** START **

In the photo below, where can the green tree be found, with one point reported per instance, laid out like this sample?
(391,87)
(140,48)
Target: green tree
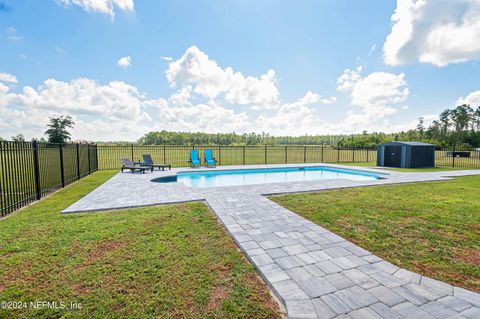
(57,129)
(421,126)
(461,116)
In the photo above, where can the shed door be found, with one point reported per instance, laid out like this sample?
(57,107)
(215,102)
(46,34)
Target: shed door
(393,156)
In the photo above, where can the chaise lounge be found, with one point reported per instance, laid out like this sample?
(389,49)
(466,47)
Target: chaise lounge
(148,161)
(194,159)
(128,164)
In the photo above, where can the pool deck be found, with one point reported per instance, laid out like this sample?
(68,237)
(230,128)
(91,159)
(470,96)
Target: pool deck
(313,272)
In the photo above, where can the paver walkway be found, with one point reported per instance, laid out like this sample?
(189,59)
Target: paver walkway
(315,273)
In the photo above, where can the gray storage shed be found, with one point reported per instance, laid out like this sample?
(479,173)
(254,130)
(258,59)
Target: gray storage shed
(406,154)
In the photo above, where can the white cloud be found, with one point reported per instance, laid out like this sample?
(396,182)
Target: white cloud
(347,80)
(5,77)
(374,94)
(209,80)
(166,58)
(59,49)
(207,98)
(102,6)
(473,99)
(125,62)
(12,34)
(439,32)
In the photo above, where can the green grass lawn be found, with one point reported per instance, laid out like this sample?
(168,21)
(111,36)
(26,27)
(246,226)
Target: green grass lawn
(430,228)
(172,261)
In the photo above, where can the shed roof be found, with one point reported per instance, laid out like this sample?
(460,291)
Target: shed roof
(408,143)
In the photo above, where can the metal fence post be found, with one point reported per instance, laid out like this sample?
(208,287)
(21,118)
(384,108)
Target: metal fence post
(96,156)
(453,156)
(244,155)
(36,168)
(219,155)
(62,174)
(78,160)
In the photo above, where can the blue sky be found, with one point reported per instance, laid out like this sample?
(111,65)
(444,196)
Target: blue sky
(221,66)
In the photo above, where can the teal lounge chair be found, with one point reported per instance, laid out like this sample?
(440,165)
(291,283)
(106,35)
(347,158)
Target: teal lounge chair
(210,161)
(194,159)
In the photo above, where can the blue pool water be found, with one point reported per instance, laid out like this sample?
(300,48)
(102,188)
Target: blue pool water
(217,178)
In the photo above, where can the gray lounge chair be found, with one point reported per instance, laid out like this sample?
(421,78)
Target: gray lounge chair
(148,161)
(128,164)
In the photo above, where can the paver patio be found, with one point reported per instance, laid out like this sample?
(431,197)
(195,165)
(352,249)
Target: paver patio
(314,272)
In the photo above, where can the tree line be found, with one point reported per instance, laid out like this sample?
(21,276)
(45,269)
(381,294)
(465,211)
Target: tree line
(458,126)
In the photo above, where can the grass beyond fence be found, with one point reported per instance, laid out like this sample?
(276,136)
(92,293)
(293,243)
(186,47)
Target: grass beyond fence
(31,170)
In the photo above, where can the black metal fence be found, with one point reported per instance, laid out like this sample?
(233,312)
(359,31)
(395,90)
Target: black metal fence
(30,170)
(458,157)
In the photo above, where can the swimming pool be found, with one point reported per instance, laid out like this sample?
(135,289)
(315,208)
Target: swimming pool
(216,178)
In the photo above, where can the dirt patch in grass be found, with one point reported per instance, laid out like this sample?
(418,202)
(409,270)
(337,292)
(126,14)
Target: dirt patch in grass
(468,255)
(218,295)
(102,248)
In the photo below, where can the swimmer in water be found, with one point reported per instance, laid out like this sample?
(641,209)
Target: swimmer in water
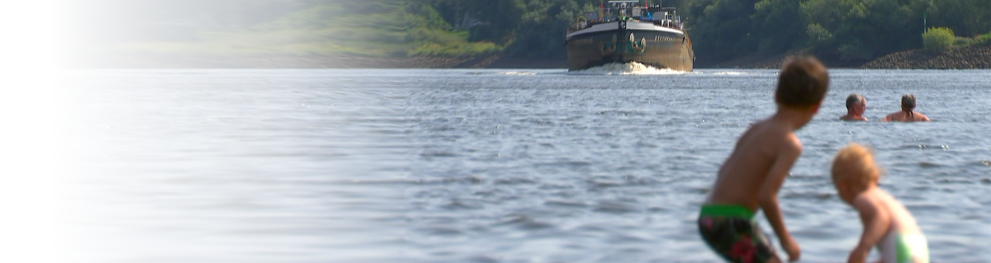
(907,114)
(750,178)
(888,225)
(855,107)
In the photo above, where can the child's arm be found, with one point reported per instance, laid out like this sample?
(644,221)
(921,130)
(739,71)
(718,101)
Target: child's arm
(876,223)
(769,194)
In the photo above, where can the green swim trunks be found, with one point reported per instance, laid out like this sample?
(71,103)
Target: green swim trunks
(731,231)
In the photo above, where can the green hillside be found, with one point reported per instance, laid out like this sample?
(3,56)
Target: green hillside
(722,30)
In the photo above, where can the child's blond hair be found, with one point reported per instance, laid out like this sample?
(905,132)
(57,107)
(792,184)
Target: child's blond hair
(861,161)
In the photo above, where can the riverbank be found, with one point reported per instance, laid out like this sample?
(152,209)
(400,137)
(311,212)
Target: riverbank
(311,61)
(973,57)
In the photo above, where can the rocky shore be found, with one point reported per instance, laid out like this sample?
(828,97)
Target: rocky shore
(973,57)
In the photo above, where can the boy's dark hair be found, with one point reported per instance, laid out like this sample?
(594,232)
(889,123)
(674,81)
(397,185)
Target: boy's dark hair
(908,101)
(854,98)
(802,82)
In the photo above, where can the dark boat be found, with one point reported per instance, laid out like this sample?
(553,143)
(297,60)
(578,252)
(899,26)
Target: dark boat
(624,31)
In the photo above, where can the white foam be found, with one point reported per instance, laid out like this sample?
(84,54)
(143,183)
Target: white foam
(631,68)
(731,73)
(517,73)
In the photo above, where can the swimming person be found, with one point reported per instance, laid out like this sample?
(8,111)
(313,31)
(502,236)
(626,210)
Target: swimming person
(750,178)
(855,107)
(907,114)
(887,223)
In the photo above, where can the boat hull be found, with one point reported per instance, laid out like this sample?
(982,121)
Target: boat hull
(630,41)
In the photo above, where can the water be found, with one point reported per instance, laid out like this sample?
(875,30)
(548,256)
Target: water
(493,165)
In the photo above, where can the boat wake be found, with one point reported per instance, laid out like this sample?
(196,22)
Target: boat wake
(631,68)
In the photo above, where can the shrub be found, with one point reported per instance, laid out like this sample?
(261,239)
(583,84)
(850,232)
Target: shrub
(984,39)
(963,41)
(938,38)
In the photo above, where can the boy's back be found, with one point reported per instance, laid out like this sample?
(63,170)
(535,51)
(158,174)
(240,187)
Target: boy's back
(745,171)
(750,178)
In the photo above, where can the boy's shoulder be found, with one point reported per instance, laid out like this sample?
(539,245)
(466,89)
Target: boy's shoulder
(771,131)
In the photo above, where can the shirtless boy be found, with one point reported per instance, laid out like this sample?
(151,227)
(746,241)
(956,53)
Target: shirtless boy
(907,114)
(750,178)
(855,107)
(887,223)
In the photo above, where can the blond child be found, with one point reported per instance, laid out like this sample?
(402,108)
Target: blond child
(749,179)
(887,223)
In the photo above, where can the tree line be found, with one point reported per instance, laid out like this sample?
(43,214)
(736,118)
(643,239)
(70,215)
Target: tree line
(837,30)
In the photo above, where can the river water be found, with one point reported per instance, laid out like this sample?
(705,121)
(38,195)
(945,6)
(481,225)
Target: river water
(485,165)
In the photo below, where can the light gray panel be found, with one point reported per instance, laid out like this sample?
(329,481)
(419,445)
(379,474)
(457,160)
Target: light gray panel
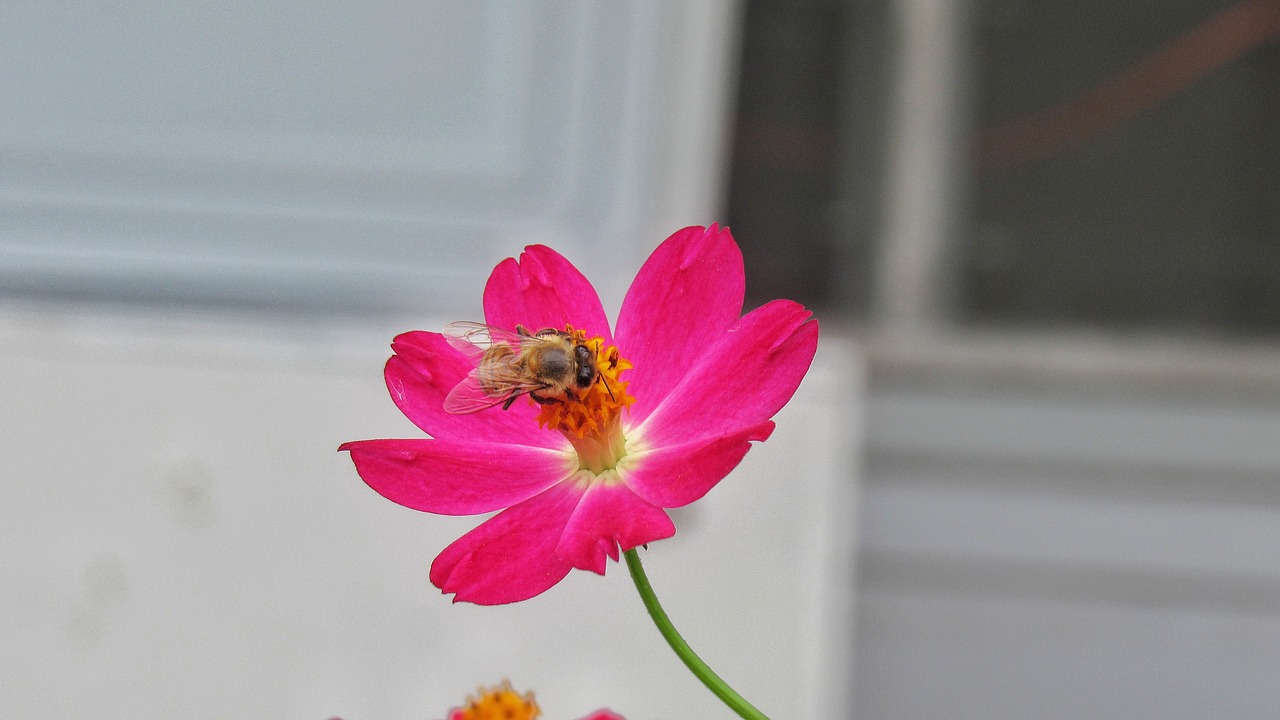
(1054,555)
(967,659)
(351,155)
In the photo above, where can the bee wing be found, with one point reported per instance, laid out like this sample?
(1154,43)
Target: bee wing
(471,396)
(472,338)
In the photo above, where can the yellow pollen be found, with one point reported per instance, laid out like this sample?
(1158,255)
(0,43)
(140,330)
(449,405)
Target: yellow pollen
(498,703)
(594,410)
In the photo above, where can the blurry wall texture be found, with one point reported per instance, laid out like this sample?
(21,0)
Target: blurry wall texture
(213,220)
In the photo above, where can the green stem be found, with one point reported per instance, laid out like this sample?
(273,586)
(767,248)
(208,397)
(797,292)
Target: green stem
(677,643)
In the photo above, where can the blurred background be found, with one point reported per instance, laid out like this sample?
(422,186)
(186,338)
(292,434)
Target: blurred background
(1034,472)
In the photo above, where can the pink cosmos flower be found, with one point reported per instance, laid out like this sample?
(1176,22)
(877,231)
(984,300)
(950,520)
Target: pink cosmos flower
(502,702)
(690,386)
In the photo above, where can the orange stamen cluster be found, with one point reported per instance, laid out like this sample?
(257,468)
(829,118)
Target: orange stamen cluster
(498,703)
(595,409)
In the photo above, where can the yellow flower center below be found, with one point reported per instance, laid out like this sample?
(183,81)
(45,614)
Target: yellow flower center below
(498,703)
(589,417)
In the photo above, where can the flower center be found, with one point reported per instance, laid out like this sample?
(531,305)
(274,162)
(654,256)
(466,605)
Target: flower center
(498,703)
(590,417)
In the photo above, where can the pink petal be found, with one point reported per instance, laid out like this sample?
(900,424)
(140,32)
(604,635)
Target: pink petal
(512,555)
(684,299)
(423,372)
(543,290)
(609,515)
(452,477)
(677,474)
(741,381)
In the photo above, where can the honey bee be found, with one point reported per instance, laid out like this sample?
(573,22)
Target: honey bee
(547,365)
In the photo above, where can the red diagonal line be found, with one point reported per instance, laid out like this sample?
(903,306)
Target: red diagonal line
(1148,82)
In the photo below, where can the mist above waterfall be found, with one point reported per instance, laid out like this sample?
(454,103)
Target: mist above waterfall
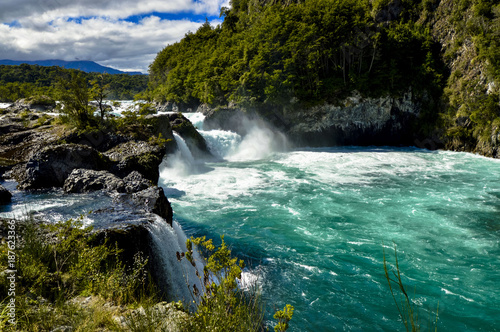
(258,141)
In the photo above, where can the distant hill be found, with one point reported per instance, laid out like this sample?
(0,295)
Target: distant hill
(86,66)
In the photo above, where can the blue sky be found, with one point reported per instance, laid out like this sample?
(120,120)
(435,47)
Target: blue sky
(124,34)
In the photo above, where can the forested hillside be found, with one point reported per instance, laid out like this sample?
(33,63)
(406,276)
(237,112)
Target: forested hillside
(27,80)
(275,54)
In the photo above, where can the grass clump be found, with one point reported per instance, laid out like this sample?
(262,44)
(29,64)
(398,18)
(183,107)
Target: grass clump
(407,309)
(65,279)
(221,304)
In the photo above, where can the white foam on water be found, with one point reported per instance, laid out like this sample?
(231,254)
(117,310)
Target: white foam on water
(196,119)
(221,143)
(176,275)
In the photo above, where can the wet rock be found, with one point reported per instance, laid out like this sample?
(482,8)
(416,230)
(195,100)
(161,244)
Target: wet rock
(356,121)
(140,156)
(5,196)
(153,200)
(100,140)
(18,144)
(135,182)
(86,180)
(159,125)
(33,104)
(191,136)
(52,165)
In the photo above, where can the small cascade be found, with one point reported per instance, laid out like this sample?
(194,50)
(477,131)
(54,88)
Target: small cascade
(221,143)
(186,154)
(196,119)
(176,275)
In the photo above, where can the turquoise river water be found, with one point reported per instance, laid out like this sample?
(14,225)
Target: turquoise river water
(312,225)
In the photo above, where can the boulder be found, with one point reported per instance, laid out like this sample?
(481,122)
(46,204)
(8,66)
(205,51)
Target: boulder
(101,140)
(34,104)
(153,200)
(135,182)
(144,157)
(159,125)
(356,120)
(5,196)
(86,180)
(19,144)
(194,140)
(52,165)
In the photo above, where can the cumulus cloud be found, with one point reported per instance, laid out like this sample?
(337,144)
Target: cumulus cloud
(96,30)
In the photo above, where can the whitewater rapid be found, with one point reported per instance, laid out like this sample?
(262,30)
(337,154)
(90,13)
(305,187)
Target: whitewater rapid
(312,225)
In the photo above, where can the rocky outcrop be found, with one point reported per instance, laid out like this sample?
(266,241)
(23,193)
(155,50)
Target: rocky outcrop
(356,121)
(135,182)
(52,165)
(87,180)
(152,200)
(228,118)
(33,104)
(138,156)
(101,140)
(5,196)
(191,136)
(161,127)
(19,141)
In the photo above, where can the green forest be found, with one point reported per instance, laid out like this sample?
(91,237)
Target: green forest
(296,54)
(25,81)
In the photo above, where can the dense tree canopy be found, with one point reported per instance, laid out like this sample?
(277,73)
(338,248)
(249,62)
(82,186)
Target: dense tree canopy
(318,50)
(287,53)
(27,80)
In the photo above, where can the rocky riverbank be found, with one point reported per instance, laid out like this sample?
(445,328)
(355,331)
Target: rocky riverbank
(122,164)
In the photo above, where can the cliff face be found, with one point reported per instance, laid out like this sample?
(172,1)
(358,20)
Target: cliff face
(471,103)
(357,121)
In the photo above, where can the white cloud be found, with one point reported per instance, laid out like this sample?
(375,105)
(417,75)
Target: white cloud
(44,30)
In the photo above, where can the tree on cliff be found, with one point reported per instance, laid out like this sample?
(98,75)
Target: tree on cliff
(74,96)
(98,93)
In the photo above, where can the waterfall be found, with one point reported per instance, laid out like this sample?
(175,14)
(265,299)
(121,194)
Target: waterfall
(196,119)
(175,275)
(186,154)
(221,143)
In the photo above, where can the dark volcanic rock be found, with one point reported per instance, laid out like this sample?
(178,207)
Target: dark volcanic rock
(5,196)
(191,136)
(19,144)
(135,182)
(100,140)
(52,165)
(140,156)
(153,200)
(133,239)
(34,104)
(148,201)
(86,180)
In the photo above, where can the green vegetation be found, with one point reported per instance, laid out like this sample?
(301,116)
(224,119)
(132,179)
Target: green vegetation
(31,80)
(310,52)
(56,264)
(407,309)
(472,93)
(67,278)
(271,55)
(220,303)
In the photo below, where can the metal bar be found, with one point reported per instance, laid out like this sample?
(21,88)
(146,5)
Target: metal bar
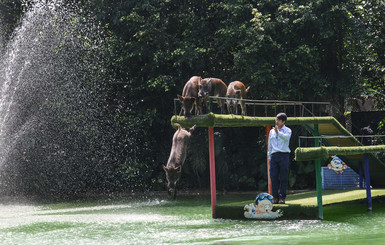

** END **

Pick out every line in the rows above that contains the word "whitewater", and copy each of those lines in full.

▶ [Solution to the problem]:
In the photo above, where can the whitewater rapid be found, with one point reported per instance, laid out like this sample?
Target: whitewater rapid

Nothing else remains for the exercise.